> Goal
Copy every line of the material below exactly, with nothing added or left out.

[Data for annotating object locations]
——

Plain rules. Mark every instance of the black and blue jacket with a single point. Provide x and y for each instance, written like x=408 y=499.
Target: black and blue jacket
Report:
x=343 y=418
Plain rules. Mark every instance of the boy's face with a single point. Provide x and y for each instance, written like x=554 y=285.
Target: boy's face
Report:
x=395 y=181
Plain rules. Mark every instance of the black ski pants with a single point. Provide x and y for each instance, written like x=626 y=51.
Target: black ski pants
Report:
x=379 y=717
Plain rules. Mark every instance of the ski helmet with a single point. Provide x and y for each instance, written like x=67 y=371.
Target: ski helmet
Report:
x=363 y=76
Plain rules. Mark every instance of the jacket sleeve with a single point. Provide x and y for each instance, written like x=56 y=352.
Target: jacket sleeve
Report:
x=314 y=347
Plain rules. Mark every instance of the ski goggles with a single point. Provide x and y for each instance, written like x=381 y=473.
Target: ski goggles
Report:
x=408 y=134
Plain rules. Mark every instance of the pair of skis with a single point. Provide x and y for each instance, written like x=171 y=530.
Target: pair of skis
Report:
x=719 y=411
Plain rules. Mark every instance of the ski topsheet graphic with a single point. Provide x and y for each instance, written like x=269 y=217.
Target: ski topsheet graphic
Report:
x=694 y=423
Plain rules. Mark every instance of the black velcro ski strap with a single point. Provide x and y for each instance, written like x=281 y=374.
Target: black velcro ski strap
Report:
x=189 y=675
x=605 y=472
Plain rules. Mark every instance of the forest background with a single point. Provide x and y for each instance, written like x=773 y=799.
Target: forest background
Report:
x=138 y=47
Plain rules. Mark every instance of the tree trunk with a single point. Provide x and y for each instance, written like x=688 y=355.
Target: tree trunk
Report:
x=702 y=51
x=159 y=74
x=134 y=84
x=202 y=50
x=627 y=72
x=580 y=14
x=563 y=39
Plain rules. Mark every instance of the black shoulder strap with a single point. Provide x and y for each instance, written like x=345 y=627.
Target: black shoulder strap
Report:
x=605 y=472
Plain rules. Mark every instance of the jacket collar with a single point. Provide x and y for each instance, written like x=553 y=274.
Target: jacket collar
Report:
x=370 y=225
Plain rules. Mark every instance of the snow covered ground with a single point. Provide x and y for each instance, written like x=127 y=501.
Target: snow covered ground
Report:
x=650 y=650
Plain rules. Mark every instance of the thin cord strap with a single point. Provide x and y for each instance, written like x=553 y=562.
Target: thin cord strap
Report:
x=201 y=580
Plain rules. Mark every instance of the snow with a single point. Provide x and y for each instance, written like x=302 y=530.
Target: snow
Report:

——

> Solution below
Plain rules. Mark every instance of the black and blue jacket with a single point. Provide x and y for each instance, written like x=408 y=499.
Target: black and blue jacket
Report:
x=343 y=418
Plain rules. Mark every instance of the boy's face with a single point. Provide x and y for each instance, written like x=554 y=285.
Target: boy's face
Report:
x=395 y=181
Plain rules. Mark every instance of the black ski pants with a single point. Provide x and y for each instance, written like x=626 y=51.
Target: black ski pants
Report:
x=379 y=717
Plain rules. Mark every instance of the ski helmet with a single point. Provide x and y for each instance, written like x=67 y=371.
Target: ski helmet
Report:
x=363 y=76
Plain rules. Mark every instance of the jacket sleeve with a single point. Provide x and y for each instance, written like x=56 y=352.
Target: jacket sleeve
Report:
x=314 y=347
Plain rules. Mark every instance of the ski goggles with a single point. Provide x and y for each instance, written like x=381 y=473.
Target: ski goggles
Report:
x=408 y=134
Plain rules. Mark every instance of the pair of skis with a single point. Provide x and y for each instance, written like x=171 y=530.
Target: pair of skis
Report:
x=719 y=411
Plain rules. Mark every instance of the ski topsheet graphic with a single point. Provide x and y for each instance, written like x=269 y=217.
Target: ski topsheet graphic
Report:
x=694 y=423
Plain rules. Mark every instance of the black velcro ski strap with a single point. Provide x and y for each instance, written like x=281 y=374.
Target: black velcro ski strap
Report:
x=189 y=675
x=605 y=472
Plain rules. Mark every instance of the forest background with a single point. Provide x and y for each instance, written like x=773 y=799.
Target: forest background
Report:
x=138 y=47
Plain rules. Mark every instance of the tree trunk with a single point. Provide x and y for each instance, written like x=688 y=355.
Target: tree trunk
Report:
x=702 y=51
x=159 y=74
x=134 y=84
x=202 y=50
x=627 y=72
x=580 y=14
x=563 y=39
Plain rules. Mark every instance of the black shoulder strap with a single point. Provide x and y for each instance, written like x=345 y=627.
Target: black shoulder strap
Report:
x=605 y=472
Plain rules. Mark every instance of the jacket collar with a single point. Provide x and y for each instance, written like x=553 y=274.
Target: jacket collar
Report:
x=370 y=225
Plain rules. Mark every instance of the snow covered ground with a single point. Provide x and y for each instance, written like x=127 y=501.
Target: snow covered ground
Report:
x=650 y=650
Plain rules. Mark every instance of the thin cord strap with a single point. Provide x and y for each instance, written like x=553 y=562.
Target: thin cord strap
Report:
x=201 y=580
Plain rules. Mark every instance of the snow with a single point. Provide x and y for each instance, written like x=302 y=530.
Target: snow
Report:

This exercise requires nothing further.